PROBLEM REQUIREMENTS => Please return only the lines from the one holding "--target banner sign" through the one holding "of parked cars", exactly as they appear in the records below, both ends included.

SOURCE MATERIAL =>
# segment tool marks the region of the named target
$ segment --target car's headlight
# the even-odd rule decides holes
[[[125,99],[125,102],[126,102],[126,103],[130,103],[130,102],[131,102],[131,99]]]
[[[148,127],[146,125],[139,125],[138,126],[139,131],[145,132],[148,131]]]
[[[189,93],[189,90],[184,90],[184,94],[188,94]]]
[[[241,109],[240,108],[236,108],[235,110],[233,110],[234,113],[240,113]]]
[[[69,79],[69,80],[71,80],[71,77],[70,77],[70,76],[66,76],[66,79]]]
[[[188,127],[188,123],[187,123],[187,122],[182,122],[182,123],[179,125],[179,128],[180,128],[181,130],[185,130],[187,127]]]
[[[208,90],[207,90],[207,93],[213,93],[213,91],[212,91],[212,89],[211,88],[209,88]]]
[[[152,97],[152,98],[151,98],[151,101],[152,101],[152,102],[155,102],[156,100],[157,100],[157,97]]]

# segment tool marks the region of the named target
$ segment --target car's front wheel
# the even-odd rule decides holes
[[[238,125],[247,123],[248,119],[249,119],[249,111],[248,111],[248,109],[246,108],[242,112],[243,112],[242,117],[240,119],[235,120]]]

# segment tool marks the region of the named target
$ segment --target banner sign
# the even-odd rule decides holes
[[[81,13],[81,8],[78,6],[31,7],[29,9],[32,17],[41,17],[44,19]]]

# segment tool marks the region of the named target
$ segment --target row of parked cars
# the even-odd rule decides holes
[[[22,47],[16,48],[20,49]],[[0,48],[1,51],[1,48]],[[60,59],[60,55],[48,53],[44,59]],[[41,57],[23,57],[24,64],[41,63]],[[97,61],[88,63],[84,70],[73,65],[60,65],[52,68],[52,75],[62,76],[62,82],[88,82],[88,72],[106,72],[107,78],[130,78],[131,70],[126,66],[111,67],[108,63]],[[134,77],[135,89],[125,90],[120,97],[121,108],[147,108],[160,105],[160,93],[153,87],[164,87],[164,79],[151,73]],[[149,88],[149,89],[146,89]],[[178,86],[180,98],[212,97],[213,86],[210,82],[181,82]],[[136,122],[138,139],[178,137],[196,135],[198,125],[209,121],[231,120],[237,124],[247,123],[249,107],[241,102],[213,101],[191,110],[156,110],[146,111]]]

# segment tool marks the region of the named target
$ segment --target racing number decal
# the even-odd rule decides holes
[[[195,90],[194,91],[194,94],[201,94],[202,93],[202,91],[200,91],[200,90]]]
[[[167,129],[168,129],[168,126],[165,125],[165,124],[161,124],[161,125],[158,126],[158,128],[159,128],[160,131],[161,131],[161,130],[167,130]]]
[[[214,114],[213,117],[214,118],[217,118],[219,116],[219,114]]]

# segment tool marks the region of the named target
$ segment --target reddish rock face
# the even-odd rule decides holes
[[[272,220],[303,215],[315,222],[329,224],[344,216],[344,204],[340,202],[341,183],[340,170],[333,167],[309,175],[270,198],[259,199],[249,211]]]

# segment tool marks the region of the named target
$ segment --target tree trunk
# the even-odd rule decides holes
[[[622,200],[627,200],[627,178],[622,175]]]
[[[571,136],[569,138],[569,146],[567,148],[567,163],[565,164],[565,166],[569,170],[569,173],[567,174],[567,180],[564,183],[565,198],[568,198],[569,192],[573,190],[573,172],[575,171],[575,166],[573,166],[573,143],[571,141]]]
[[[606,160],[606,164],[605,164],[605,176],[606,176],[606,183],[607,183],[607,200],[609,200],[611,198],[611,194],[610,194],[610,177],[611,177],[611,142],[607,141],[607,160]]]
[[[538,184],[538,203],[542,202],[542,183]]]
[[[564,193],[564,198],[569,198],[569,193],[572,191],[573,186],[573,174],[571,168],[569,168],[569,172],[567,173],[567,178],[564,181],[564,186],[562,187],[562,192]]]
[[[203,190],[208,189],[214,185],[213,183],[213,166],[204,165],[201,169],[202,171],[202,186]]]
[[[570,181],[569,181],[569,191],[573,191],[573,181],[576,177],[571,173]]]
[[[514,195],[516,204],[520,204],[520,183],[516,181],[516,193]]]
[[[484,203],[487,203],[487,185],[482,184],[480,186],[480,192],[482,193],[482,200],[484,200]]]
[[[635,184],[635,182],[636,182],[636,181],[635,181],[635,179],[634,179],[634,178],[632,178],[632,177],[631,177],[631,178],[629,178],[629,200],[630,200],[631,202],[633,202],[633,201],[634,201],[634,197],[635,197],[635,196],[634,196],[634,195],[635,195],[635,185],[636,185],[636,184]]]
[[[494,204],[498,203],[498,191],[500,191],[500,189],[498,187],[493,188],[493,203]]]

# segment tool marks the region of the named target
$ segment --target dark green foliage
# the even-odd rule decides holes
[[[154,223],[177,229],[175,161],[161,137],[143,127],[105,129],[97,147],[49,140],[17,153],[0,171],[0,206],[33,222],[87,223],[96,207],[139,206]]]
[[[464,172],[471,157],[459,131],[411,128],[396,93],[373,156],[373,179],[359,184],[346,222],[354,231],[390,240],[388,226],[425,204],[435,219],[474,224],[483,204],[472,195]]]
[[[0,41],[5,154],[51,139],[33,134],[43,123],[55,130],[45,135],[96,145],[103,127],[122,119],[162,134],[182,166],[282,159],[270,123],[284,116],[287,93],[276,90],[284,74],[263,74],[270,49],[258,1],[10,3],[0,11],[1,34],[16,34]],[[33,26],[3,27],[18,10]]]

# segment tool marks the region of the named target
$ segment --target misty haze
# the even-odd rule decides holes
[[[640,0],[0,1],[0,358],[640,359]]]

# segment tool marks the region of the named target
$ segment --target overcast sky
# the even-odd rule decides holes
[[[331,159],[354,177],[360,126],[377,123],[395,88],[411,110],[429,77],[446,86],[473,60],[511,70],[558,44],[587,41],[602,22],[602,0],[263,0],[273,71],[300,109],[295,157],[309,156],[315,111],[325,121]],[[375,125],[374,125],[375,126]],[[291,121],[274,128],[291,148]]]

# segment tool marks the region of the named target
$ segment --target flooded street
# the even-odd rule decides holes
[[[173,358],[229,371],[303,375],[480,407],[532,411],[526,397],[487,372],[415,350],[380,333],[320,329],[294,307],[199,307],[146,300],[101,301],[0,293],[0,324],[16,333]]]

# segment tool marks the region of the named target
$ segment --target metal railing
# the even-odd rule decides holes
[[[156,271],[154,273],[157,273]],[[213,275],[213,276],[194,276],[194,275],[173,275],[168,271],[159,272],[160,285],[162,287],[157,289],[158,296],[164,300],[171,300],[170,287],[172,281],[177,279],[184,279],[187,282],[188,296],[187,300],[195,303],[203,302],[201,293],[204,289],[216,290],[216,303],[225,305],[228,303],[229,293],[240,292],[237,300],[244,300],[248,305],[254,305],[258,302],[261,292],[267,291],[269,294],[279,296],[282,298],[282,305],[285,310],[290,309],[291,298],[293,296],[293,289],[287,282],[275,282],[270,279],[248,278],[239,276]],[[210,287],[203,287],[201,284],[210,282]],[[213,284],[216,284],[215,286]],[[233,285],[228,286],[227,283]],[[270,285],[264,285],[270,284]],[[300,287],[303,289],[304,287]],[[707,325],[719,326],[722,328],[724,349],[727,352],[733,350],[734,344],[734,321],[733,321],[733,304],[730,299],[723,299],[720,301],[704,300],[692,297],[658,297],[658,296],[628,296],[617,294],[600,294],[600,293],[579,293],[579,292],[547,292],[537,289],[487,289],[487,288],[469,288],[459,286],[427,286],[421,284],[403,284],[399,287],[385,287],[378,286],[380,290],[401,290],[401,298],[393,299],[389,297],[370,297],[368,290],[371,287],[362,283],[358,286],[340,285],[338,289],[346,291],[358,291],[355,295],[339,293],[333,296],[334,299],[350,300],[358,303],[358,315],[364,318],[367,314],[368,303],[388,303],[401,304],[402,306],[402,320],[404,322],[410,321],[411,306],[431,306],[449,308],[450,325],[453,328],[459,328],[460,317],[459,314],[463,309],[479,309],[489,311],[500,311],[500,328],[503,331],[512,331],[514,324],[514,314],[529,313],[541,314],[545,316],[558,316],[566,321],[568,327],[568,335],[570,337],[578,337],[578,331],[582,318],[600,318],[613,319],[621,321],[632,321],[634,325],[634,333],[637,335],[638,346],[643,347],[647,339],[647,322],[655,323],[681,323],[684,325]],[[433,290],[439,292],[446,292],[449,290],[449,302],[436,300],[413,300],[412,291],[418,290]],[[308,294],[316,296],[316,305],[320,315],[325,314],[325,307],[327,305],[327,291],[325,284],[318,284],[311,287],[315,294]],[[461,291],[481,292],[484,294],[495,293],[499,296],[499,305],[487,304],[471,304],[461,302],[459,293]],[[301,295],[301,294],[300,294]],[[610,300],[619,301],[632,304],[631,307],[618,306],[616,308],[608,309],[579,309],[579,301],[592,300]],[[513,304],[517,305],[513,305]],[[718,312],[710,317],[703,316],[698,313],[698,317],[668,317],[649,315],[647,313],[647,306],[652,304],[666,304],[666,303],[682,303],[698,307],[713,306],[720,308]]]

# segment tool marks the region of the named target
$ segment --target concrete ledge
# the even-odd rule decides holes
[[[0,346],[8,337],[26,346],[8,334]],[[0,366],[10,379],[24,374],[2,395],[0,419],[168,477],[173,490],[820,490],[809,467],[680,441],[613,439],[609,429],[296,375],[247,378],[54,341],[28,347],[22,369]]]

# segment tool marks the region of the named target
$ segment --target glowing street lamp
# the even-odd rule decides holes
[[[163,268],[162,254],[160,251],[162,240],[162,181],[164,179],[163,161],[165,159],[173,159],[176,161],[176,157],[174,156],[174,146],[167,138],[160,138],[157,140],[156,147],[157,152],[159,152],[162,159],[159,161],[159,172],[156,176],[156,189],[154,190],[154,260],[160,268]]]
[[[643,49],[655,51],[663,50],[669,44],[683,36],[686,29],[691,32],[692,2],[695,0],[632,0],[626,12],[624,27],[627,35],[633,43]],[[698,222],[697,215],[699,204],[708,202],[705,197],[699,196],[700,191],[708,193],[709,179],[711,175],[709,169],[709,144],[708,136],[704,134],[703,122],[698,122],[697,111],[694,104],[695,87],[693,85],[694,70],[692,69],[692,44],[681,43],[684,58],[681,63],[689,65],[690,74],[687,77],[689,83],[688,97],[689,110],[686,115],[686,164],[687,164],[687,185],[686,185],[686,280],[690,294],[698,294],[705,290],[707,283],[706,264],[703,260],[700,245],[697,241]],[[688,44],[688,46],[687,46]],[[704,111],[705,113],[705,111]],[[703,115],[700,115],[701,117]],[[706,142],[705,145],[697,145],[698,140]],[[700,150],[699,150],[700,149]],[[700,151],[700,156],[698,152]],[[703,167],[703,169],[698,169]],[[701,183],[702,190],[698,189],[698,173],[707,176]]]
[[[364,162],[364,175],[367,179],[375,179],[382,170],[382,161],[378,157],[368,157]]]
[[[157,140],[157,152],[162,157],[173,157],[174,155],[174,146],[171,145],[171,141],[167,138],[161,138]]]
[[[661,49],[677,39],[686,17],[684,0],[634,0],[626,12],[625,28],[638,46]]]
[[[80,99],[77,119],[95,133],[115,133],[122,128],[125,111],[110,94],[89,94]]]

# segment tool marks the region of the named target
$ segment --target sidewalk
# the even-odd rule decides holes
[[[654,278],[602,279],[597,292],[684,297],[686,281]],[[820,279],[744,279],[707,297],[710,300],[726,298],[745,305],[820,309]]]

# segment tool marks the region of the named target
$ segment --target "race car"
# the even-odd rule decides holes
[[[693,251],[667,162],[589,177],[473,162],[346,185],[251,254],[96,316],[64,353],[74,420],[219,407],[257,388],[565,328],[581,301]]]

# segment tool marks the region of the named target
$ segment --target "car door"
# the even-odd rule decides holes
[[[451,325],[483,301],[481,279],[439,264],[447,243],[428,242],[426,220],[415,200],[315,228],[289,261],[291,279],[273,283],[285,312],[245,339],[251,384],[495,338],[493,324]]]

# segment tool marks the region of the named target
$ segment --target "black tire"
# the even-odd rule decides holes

SOLUTION BELOW =>
$ segment --target banner sign
# the even-odd rule decides holes
[[[81,13],[81,8],[78,6],[31,7],[29,9],[32,17],[41,17],[44,19]]]

# segment tool marks the region of the named target
$ segment --target row of parked cars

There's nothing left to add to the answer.